*** EXERCISE PASSAGE ***
"Inroads made by Islam (and by extension, by Mormonism and Rastafarianism) tell me that Haiti is very much a product of this century, subject to all winds, ill-winds and otherwise, that blow over the Caribbean nation-states," Bellegarde-Smith wrote in an email.
Rosedany Bazille, a 39-year-old teacher who converted several months after the earthquake, said she had felt rudderless before embracing the religion and was looking for a way forward.
"Islam can put people on the right path and show them who's God," she said.
Some Haitian Muslims belong to the Nation of Islam, a U.S.-based branch of the religion that preaches black self-determination. Some local members converted while serving time in U.S. prisons before being deported back to Haiti. The group's leader, Louis Farrakhan, visited the country for the first time last year.
The decision to convert has made some targets of discrimination.
The Haitian government doesn't recognize Islam as an official religion, nor does it honor Muslim marriages. Wearing the skullcaps or flowing head scarves typical of the religion can draw stares and finger-pointing. Derosier said her neighbors gossip that she's evil.
Voodoo, a blend of West African religions created by slaves during the colonial period, has long been a popular faith in the country, with elements followed even by some of the 85 percent of the population who claim Christian beliefs. Voodoo was once so commonly embraced that the notorious dictator Francois "Papa Doc" Duvalier used it to terrify and control the masses.
Most Christian Haitians identify themselves as Roman Catholics. A priest, the Rev. Jean-Bertrand Aristide, was elected president in 1990 by opposing the hereditary dictatorship that continued with Francois' son, Jean-Claude "Baby Doc" Duvalier.
With so much still wrong in Haiti, the need for Islam couldn't be greater, said Billy. Two months ago, he launched his live talk show to educate his compatriots about his adopted faith.
"Haiti has gone astray. It can't produce anything," said Billy. "Right now Haitians just want a visa to go the United States, to Canada. They don't want to stay in Haiti."
With a tapestry of Mecca and praying crowds as a backdrop to his TV show one recent evening, Billy and his co-host Ruben Caries invited watchers to send questions about Islam via text messages.
Billy's BlackBerry buzzed with missives, including this one in Creole: "M vle vini Muslim" — "I want to be a Muslim."
*** End of EXERCISE PASSAGE ***
*** INPUT DATA ***
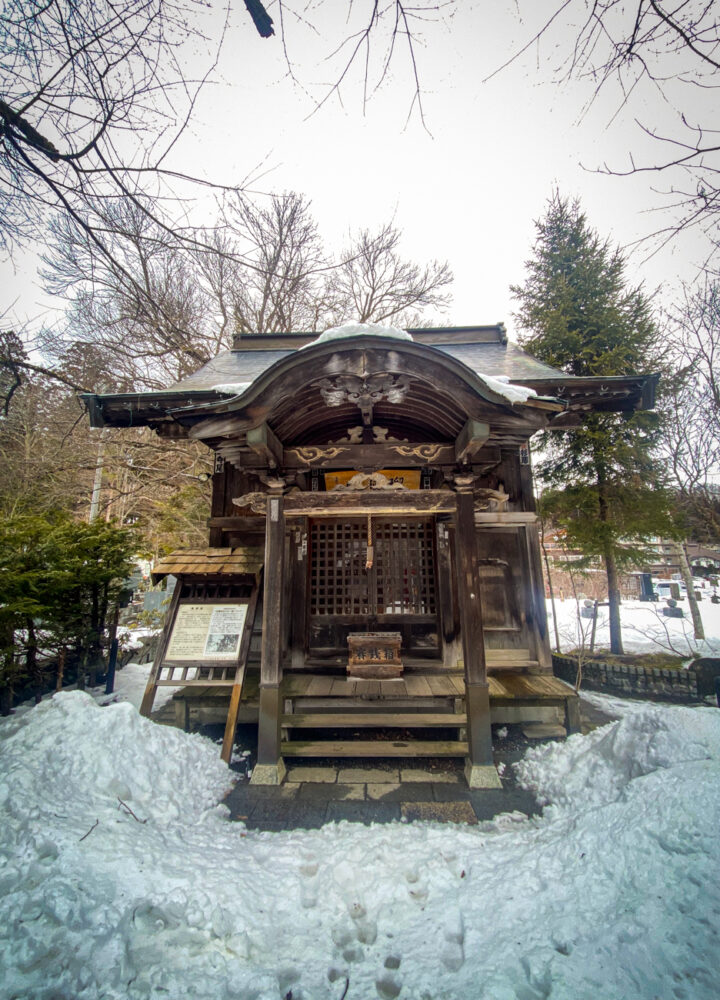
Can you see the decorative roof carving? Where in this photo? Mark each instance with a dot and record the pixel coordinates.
*** End of INPUT DATA ***
### [REQUIRED WORK]
1 - According to the passage on Islam in Haiti, what share of the country's population claims Christian beliefs?
2 - Return everything in the passage on Islam in Haiti from "Voodoo, a blend" down to "his adopted faith.", copied word for word.

### [RESULTS BY TASK]
1 - 85 percent

2 -
Voodoo, a blend of West African religions created by slaves during the colonial period, has long been a popular faith in the country, with elements followed even by some of the 85 percent of the population who claim Christian beliefs. Voodoo was once so commonly embraced that the notorious dictator Francois "Papa Doc" Duvalier used it to terrify and control the masses.
Most Christian Haitians identify themselves as Roman Catholics. A priest, the Rev. Jean-Bertrand Aristide, was elected president in 1990 by opposing the hereditary dictatorship that continued with Francois' son, Jean-Claude "Baby Doc" Duvalier.
With so much still wrong in Haiti, the need for Islam couldn't be greater, said Billy. Two months ago, he launched his live talk show to educate his compatriots about his adopted faith.